- Tasks -
[1] Repeat word for word everything in the thread on electromagnetic constants from "Thanks in advance" down to "from their relation?".
[2] In the last reply of the thread on electromagnetic constants, what does it mean that the electric constant and magnetic constant are listed as exact? Answer in one to three sentences.
[3] List every reference the replies in the thread on electromagnetic constants give for looking up the values of constants.

- Source text -
=======

I'm talking about constants like the permitivity and permeability of free space. I'm also curious how the unit of charge (coulomb) is defined experimentally. Perhaps more how the "standard of measurement" for the coulomb is defined -not how the fundamental charge on an electron was determined (I've got that one!).

(Also, I've seen in other posts use inset math typesets, which I would like to do here but I don't know how! Can anyone provide some guidance for this as well?)

Thanks in advance

For permitivity and permeability, you should look at something like CRC Handbook, available at most libraries. For the accepted standards of fundamental constants like "e", "h", etc., you need to look at the CODATA standards. Refer to P.J. Mohr and B.N. Taylor, Rev. Mod. Phys. v.72, p.351 (2000). "e" is defined from a superconductivity measurement while "h" is from a quantum hall effect measurement. The CODATA paper explains the experiment and how these values are obtained.

Zz.
 
(Also, I've seen in other posts use inset math typesets, which I would like to do here but I don't know how! Can anyone provide some guidance for this as well?)

See this thread
 
Anyone know which of permittivity, permeability, and c are used as standards? Which 2 of the 3 values can be measured more precisely? Is the third standard from a third experiment or from their relation?
 
Reality_Patrol said:
Can anyone provide a good reference (preferably on-line), or a decent description, of how the fundamental constants of electromagnetism are experimentally determined?

Try

http://physics.nist.gov/cgi-bin/cuu/Category?view=html&Universal.x=84&Universal.y=11

when you look under "electric constant" and "magnetic constant", you'll see that [tex]\epsilon_0[/tex] and [tex]\mu_0[/tex] are exact. This means they aren't experimentally determined nowadays, they have defined standard values.

=======

- Material supplied -
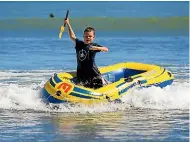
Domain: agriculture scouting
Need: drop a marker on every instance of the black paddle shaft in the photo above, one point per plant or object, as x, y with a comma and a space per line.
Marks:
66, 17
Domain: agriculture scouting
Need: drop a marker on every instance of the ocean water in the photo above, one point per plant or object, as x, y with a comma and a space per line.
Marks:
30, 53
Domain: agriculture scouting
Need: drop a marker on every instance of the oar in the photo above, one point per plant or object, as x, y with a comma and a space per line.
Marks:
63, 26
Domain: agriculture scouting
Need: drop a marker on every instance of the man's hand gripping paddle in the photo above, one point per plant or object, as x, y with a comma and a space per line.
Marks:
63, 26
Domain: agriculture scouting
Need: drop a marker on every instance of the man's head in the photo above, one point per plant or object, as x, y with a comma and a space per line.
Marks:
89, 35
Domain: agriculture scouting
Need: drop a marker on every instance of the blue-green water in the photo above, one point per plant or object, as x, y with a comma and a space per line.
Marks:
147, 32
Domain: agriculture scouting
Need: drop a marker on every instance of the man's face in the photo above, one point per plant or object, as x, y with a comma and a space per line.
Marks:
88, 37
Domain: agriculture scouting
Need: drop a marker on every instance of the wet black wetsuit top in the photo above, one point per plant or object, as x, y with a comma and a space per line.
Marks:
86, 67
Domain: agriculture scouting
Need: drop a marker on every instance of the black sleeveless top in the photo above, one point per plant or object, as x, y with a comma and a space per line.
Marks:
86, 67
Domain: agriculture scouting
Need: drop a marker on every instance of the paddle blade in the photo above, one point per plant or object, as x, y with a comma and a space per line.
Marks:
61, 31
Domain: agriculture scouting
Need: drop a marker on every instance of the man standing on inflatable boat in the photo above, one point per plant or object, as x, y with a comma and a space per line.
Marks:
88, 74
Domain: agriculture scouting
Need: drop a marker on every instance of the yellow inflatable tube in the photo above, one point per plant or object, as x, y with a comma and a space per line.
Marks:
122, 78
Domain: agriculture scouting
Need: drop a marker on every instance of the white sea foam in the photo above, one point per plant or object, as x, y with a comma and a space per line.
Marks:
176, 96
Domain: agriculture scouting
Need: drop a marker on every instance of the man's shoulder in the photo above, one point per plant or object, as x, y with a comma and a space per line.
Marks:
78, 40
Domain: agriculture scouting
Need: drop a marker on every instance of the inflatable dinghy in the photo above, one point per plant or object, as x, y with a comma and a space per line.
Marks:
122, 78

=======

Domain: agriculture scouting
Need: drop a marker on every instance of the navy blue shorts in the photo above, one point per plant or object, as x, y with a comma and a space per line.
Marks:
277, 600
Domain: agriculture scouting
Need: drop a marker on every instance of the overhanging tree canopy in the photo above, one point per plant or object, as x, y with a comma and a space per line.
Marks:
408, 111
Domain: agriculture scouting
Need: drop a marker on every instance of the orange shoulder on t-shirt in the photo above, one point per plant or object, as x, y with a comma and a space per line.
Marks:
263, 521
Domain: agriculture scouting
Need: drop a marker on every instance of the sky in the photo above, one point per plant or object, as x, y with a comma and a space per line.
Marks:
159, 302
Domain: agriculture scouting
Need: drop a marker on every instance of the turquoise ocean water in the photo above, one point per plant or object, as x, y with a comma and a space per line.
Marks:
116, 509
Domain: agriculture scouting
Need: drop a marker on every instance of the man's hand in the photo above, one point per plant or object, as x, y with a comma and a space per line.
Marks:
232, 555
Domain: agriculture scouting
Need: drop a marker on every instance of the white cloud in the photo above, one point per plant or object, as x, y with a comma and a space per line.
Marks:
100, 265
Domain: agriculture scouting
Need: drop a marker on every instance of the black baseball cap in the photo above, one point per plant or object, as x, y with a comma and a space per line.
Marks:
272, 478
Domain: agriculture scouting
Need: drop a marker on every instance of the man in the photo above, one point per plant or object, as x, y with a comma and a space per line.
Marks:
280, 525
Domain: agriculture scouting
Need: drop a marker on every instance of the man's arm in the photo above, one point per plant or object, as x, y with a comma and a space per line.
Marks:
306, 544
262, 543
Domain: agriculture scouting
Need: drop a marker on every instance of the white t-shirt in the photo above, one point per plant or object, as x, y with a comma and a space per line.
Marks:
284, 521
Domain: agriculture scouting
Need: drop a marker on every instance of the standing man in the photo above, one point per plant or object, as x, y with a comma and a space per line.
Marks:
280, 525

=======

- Responses to the tasks -
[1]
Thanks in advance

For permitivity and permeability, you should look at something like CRC Handbook, available at most libraries. For the accepted standards of fundamental constants like "e", "h", etc., you need to look at the CODATA standards. Refer to P.J. Mohr and B.N. Taylor, Rev. Mod. Phys. v.72, p.351 (2000). "e" is defined from a superconductivity measurement while "h" is from a quantum hall effect measurement. The CODATA paper explains the experiment and how these values are obtained.

Zz.
 
(Also, I've seen in other posts use inset math typesets, which I would like to do here but I don't know how! Can anyone provide some guidance for this as well?)

See this thread
 
Anyone know which of permittivity, permeability, and c are used as standards? Which 2 of the 3 values can be measured more precisely? Is the third standard from a third experiment or from their relation?

[2] It means they are no longer determined by experiment. Instead, they have defined standard values.

[3]
- The CRC Handbook
- The CODATA standards paper by P.J. Mohr and B.N. Taylor, Rev. Mod. Phys. v.72, p.351 (2000)
- The NIST page at http://physics.nist.gov/cgi-bin/cuu/Category?view=html&Universal.x=84&Universal.y=11